**Text passage:**
I’m going out of my mind, oh, oh
With a pain that stops and starts
Like a corkscrew to my heart
Ever since we’ve been apart
~Bob Dylan (You’re A Big Girl Now)
You’re Big Girl Now” is startling in the originality of its musical structure as well as in the raw power of Dylan’s lyrics and the way he sings them. Each verse of this song is a separate monolog, as if Dylan were an actor stepping to the back of the stage and then coming forward again as he thinks of something else he wants to say to the lady.
~Paul Williams (Bob Dylan: Performing Artist, Vol 2: The Middle Years 1974-1986)
..‘You’re a Big Girl Now’ presses on still further with the unsparing examination of whether a decaying relationship can withstand the strains of time and other lovers
~Michael Gray (The Bob Dylan Encyclopedia)
Original version (BOOT version):
Grooveshark:
Spotify:
@ #34 on my list of Bob Dylan’s 200 best songs.
—
Facts
Song by Bob Dylan from the album Blood on the Tracks
Released
January 17, 1975
Recorded
December 27, 1974 at Sound 80 inMinneapolis, Minnesota
Genre
Folk rock
Length
4:36
Label
Columbia
Writer
Bob Dylan
Producer
Bob Dylan
Known studio recordings:
A&R Studios, NYC, September 16, 1974-1 take
A&R Studios, NYC, September 17, 1974-2 takes, take 2 released on “Biograph” (October 28, 1985)
A&R Studios, NYC, September 19, 1974-1 take
Sound 80, Minneapolis MN, December 30, 1974, released on “Blood On The Tracks” (20 Jan 1975)
– Musicians:
Bob Dylan (vocal, guitar & harmonica)
Kevin Odegard (guitar)
Peter Ostroushko (mandolin)
Billy Peterson (bass)

**Goal:** Reproduce the passage about "You're A Big Girl Now" word for word, from "You’re Big Girl" up to and including "to the lady.". Rely solely on the passage about "You're A Big Girl Now" and consult no other source.

**Records supplied:**
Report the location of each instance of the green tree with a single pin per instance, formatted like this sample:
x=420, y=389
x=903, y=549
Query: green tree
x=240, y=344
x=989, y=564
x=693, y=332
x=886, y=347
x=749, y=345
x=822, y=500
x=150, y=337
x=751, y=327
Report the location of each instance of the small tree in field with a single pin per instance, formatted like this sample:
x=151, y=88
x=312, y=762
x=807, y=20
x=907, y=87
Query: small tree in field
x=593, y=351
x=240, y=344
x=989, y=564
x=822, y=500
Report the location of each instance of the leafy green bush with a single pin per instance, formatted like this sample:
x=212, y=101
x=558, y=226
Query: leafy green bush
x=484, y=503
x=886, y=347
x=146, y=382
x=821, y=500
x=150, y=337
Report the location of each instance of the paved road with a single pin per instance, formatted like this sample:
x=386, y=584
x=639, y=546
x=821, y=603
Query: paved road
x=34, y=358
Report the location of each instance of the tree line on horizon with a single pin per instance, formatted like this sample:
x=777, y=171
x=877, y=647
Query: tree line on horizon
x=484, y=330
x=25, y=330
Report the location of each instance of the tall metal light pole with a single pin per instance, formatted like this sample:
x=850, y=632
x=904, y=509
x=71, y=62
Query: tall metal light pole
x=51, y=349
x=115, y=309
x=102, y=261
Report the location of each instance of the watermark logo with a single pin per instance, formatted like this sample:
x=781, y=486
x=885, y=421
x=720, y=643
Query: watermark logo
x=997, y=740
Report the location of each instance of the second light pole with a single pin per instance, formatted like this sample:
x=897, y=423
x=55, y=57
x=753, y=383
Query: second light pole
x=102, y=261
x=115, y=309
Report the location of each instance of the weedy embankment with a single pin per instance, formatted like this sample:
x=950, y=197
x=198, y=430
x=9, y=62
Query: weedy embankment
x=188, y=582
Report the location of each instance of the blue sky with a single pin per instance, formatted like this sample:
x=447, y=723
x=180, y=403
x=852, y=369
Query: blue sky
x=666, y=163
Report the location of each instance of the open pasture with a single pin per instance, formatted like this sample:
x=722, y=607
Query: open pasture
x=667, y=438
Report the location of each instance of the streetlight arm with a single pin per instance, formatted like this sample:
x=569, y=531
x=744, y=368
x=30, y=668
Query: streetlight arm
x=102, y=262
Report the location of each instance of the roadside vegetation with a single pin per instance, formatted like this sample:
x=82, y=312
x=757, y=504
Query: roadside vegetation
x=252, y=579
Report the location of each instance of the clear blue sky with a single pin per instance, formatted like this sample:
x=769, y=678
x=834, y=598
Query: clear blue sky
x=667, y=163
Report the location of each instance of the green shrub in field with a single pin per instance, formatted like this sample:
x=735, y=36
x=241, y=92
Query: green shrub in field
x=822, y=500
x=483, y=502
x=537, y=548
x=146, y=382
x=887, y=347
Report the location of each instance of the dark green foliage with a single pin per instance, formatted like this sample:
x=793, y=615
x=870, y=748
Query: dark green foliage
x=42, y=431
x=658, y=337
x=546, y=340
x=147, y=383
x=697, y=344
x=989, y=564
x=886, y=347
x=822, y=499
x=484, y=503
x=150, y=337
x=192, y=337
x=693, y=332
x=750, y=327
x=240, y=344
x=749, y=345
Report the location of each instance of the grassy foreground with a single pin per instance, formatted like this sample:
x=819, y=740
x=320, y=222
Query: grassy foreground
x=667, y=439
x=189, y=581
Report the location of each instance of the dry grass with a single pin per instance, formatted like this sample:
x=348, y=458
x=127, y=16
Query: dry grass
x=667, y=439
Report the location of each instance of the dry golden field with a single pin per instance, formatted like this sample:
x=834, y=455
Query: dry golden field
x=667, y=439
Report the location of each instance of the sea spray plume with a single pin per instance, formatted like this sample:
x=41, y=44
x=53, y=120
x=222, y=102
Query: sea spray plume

**Correct result:**
You’re Big Girl Now” is startling in the originality of its musical structure as well as in the raw power of Dylan’s lyrics and the way he sings them. Each verse of this song is a separate monolog, as if Dylan were an actor stepping to the back of the stage and then coming forward again as he thinks of something else he wants to say to the lady.